Data excerpts:
=== Section Start ===

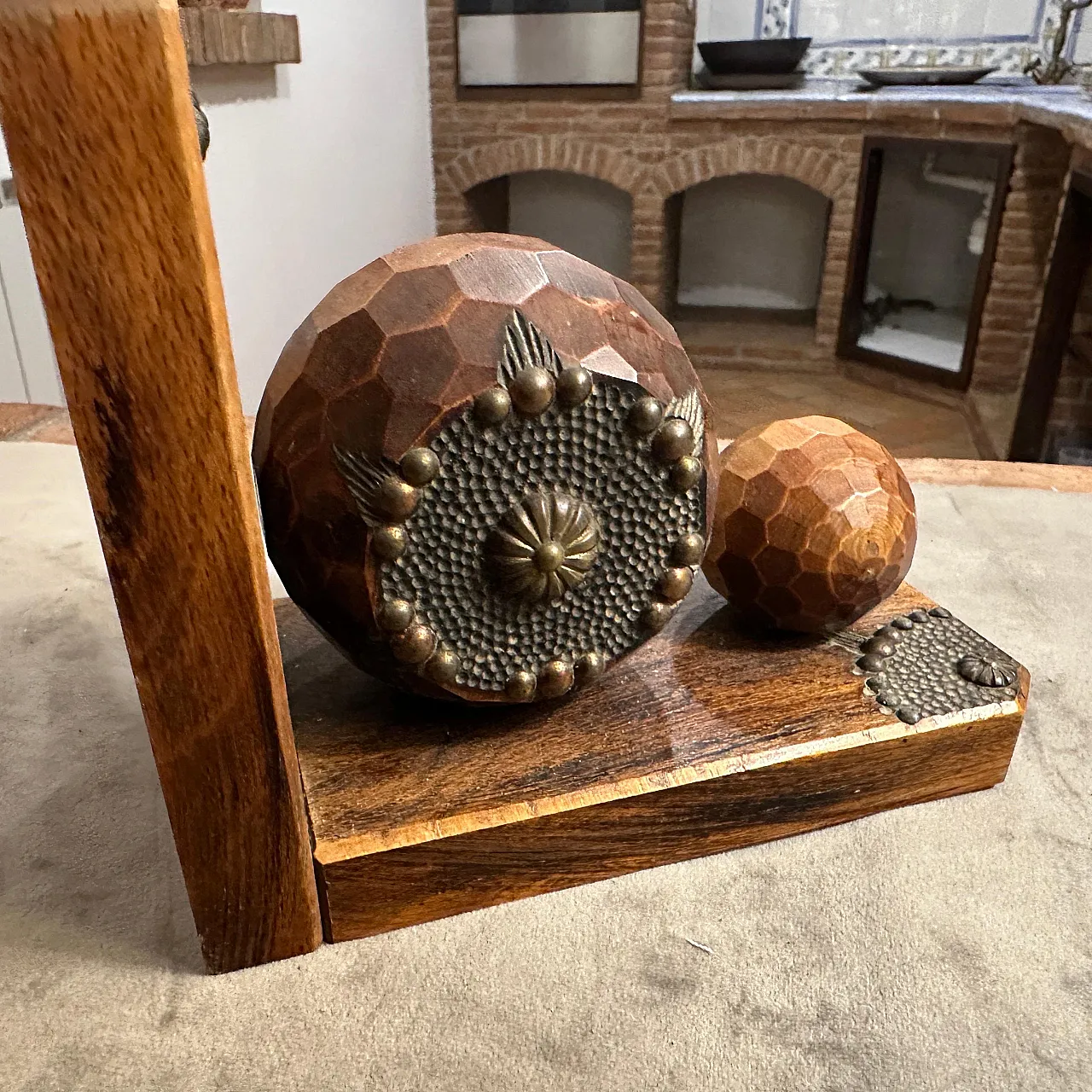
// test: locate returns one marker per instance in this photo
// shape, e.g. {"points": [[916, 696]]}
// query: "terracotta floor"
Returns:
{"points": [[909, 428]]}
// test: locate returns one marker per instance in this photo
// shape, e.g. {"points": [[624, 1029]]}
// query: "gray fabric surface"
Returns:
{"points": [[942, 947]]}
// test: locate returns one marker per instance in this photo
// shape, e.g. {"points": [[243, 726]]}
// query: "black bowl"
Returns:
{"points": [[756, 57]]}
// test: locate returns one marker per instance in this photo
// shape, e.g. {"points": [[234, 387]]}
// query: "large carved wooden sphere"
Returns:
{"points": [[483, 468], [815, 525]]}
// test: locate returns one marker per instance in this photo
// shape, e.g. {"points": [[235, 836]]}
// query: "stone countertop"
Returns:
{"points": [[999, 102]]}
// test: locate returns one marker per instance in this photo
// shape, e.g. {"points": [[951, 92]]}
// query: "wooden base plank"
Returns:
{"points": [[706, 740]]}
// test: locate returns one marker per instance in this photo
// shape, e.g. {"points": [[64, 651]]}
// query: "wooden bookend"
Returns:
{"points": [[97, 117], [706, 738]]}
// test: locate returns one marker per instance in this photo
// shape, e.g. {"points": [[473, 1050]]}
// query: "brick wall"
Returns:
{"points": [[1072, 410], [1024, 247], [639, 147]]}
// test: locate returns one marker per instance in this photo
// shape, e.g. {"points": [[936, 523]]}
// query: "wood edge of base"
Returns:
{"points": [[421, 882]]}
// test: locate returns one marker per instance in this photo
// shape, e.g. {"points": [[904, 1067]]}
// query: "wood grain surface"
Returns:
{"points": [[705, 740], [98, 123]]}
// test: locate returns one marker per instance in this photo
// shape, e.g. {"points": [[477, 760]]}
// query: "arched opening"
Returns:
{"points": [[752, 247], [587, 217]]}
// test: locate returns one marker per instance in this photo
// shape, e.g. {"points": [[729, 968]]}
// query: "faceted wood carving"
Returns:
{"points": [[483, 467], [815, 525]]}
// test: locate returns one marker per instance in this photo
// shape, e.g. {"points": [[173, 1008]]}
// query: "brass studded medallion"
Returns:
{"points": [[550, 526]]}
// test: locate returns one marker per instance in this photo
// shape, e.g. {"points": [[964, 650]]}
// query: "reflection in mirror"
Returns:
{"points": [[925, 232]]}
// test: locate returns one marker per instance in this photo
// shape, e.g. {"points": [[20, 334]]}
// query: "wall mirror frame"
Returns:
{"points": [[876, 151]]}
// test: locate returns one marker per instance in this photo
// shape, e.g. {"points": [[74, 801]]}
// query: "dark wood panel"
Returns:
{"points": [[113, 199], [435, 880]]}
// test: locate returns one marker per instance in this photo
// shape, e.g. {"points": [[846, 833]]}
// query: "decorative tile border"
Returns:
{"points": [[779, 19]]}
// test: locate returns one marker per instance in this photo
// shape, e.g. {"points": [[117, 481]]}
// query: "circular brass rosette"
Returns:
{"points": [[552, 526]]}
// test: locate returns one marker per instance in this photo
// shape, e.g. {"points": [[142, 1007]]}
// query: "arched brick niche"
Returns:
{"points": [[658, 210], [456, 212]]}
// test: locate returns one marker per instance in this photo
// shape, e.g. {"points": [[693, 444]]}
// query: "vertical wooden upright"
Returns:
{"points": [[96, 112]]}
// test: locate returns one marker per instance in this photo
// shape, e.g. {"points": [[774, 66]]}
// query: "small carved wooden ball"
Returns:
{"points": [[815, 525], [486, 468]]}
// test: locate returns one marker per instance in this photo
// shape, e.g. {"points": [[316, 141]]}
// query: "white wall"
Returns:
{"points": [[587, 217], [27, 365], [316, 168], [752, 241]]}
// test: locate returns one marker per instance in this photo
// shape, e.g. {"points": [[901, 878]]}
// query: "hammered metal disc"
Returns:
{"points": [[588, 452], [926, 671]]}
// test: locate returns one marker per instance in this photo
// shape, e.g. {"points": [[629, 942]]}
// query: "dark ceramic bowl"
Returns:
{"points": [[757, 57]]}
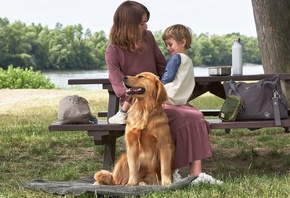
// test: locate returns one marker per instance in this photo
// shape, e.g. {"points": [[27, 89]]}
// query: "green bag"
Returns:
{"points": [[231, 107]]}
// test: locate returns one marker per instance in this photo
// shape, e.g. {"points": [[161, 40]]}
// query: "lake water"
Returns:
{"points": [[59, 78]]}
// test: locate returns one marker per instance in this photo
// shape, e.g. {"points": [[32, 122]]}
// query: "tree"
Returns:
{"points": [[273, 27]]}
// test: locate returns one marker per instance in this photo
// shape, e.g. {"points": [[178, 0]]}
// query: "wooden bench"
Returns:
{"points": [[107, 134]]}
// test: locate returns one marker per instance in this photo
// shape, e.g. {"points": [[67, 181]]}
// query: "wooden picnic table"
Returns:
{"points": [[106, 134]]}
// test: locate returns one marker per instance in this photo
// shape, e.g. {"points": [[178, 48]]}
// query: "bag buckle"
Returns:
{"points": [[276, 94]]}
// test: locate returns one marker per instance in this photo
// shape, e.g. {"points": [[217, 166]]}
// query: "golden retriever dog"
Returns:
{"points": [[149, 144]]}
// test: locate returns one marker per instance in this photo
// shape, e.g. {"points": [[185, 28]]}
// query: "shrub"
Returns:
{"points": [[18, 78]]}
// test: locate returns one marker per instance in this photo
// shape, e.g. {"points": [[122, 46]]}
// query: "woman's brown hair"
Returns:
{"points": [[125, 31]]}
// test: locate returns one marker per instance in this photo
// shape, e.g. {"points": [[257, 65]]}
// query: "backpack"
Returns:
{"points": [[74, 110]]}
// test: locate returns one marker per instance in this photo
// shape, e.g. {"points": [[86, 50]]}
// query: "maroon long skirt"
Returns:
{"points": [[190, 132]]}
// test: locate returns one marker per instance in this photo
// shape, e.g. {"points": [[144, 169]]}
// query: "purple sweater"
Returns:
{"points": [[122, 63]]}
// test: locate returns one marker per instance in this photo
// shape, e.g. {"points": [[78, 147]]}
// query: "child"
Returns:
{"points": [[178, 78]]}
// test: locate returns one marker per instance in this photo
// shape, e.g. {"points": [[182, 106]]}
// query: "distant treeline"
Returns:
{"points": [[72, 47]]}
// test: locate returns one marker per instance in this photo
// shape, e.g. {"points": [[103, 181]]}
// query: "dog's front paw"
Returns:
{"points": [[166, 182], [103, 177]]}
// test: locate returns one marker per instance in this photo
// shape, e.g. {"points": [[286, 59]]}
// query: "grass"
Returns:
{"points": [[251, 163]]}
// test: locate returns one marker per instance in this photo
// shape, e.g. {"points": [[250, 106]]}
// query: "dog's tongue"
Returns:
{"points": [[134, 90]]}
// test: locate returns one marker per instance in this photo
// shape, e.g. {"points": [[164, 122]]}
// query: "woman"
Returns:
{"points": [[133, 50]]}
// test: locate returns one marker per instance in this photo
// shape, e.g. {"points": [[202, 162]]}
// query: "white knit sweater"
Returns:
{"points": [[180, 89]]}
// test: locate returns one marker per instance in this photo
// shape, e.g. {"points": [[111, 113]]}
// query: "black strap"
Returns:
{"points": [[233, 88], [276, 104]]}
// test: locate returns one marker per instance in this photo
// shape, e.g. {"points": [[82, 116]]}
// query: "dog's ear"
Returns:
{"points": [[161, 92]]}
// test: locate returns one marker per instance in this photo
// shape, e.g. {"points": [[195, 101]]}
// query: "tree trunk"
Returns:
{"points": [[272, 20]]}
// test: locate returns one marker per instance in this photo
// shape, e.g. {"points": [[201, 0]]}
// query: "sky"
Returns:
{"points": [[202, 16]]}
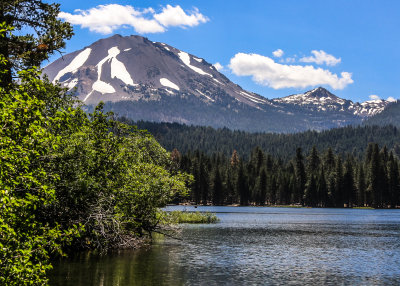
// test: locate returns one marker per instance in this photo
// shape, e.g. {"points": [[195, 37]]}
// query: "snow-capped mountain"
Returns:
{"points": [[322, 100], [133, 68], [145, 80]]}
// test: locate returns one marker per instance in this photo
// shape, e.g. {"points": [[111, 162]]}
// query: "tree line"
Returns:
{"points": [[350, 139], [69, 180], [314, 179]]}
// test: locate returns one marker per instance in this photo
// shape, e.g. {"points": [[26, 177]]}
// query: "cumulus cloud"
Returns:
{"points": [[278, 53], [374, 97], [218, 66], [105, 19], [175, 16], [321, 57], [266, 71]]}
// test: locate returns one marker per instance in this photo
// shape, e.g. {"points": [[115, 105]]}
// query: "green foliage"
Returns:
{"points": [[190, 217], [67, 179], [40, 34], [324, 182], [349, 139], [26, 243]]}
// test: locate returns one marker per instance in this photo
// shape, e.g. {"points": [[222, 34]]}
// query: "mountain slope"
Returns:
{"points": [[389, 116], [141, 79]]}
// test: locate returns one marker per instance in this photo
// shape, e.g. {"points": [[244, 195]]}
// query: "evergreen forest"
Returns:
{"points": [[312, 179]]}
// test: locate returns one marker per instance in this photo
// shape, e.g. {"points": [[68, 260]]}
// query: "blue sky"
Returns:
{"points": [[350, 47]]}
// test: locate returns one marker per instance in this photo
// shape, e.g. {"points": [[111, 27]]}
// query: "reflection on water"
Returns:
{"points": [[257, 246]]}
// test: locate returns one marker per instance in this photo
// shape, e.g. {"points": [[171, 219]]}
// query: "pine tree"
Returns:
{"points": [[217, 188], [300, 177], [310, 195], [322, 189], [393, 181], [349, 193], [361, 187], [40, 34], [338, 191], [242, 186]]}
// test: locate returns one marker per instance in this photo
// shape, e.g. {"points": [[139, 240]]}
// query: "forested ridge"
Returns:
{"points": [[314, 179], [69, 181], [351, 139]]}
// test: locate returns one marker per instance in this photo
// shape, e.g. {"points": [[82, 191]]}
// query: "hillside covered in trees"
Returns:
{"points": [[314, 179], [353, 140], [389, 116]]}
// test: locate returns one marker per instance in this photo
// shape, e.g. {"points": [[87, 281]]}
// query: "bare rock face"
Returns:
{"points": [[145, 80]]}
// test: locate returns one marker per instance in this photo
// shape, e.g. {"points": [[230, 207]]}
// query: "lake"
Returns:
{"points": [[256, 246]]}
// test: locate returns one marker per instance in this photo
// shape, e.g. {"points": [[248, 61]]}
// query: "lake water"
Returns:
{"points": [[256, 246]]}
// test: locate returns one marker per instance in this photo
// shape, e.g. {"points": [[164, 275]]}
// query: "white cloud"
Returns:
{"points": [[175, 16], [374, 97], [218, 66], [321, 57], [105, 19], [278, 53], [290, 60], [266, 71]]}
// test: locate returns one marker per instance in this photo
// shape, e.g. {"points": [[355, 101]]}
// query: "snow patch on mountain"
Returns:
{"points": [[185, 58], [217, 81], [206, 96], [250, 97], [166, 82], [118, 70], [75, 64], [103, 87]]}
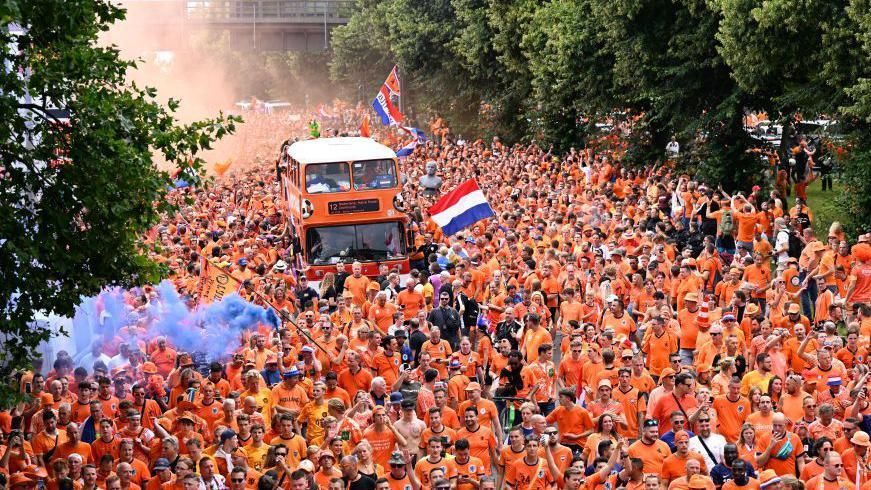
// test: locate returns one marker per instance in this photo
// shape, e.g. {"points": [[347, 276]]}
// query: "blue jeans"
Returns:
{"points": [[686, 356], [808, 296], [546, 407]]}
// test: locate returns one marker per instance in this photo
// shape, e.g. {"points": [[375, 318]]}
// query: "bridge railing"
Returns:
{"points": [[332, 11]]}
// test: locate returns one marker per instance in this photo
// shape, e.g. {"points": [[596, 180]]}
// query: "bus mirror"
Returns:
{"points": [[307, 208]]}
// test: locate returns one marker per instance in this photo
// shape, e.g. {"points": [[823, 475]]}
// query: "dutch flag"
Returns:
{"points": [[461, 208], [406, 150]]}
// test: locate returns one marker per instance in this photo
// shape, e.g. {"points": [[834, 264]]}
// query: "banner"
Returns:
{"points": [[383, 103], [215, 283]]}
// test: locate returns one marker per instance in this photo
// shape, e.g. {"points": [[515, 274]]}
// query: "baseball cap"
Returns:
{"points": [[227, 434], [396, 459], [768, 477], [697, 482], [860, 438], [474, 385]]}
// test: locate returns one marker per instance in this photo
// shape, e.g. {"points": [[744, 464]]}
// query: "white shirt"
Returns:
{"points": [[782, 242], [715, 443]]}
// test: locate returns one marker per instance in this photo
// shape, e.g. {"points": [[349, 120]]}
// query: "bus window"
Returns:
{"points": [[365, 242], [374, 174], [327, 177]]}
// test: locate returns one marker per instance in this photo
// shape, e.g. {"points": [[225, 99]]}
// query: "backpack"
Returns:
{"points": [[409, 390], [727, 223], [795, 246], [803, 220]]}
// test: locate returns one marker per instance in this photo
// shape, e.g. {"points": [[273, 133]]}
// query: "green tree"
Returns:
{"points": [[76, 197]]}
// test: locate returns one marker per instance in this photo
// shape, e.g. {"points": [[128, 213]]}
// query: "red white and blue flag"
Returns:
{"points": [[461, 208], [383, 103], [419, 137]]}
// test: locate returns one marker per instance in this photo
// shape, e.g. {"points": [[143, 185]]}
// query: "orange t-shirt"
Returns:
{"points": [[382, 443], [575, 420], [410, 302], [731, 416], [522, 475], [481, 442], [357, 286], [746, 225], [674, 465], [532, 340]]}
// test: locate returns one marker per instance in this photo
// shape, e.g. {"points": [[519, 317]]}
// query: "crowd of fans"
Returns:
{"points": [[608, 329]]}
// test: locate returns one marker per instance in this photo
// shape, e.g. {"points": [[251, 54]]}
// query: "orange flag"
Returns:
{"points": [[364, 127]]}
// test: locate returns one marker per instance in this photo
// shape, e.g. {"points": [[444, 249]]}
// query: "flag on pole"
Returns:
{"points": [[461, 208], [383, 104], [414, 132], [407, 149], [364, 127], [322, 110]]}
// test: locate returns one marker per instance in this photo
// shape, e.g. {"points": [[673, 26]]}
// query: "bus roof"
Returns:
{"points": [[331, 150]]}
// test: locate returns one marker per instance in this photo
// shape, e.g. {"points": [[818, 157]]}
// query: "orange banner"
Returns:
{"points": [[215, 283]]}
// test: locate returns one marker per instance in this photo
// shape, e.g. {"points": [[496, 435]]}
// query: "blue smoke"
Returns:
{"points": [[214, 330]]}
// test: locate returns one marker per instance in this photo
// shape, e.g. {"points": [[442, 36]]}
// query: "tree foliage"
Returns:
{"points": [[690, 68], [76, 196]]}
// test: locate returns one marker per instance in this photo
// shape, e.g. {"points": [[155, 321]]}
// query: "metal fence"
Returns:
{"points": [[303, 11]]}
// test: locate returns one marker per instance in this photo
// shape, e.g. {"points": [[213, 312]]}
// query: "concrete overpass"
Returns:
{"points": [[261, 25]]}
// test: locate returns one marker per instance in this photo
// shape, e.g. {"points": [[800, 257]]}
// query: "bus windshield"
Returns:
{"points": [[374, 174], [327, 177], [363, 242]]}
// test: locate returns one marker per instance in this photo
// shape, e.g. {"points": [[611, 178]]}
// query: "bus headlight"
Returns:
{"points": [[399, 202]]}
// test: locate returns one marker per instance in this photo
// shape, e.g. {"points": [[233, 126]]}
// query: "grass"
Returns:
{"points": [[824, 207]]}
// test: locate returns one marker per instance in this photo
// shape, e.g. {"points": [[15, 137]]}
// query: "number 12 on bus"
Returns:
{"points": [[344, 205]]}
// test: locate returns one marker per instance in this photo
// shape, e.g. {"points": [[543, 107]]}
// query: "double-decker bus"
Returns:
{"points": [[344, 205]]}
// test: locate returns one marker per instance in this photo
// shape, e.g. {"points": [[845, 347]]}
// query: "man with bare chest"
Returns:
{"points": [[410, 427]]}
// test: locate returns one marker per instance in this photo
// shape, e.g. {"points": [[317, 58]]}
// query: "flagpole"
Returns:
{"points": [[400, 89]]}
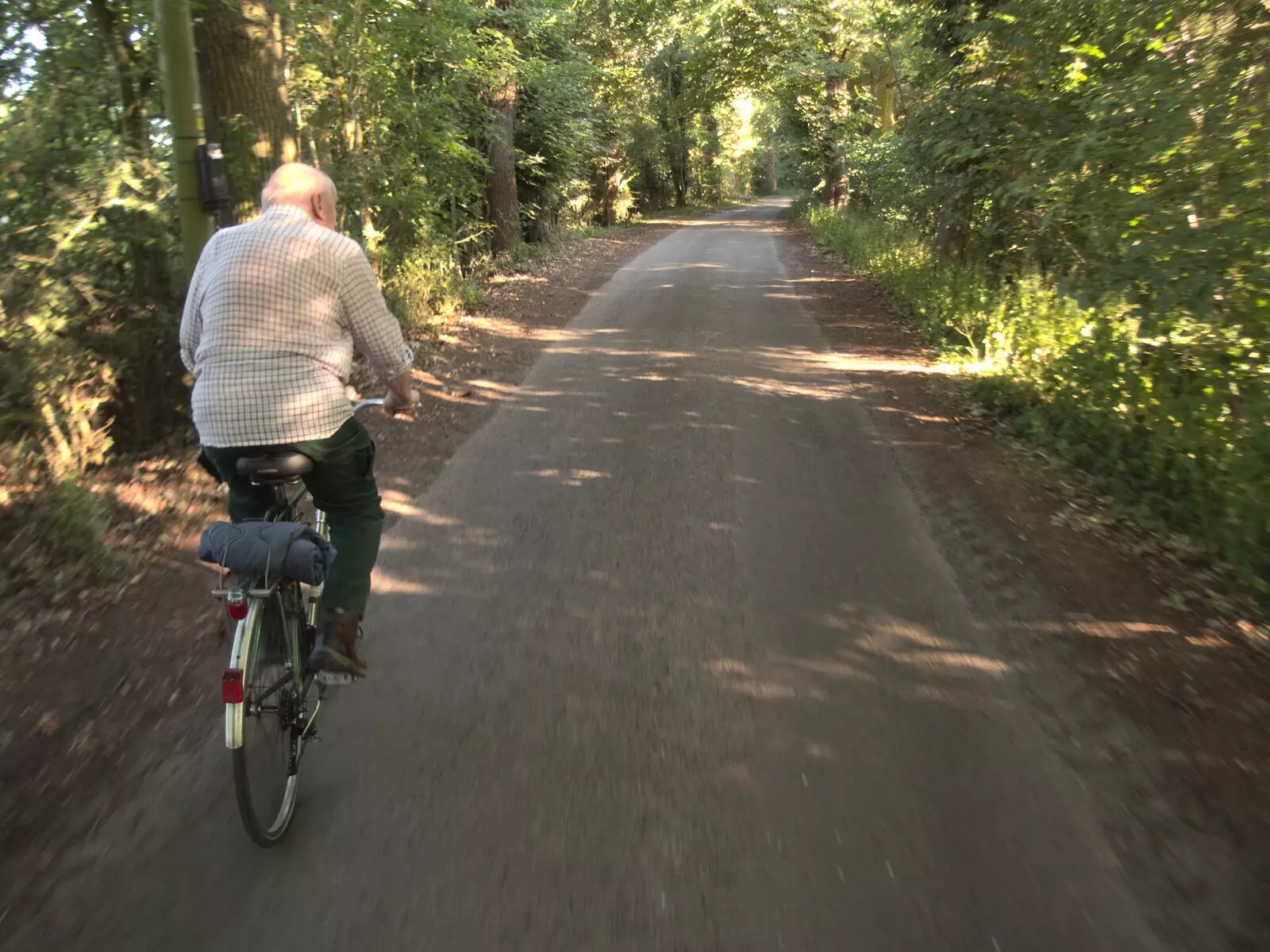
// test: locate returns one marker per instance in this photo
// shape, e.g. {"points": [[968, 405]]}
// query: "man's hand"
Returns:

=== Section End ===

Collect every line above that contains the word "arched".

**FINISHED TASK**
// query: "arched opening"
// query: "arched brick niche"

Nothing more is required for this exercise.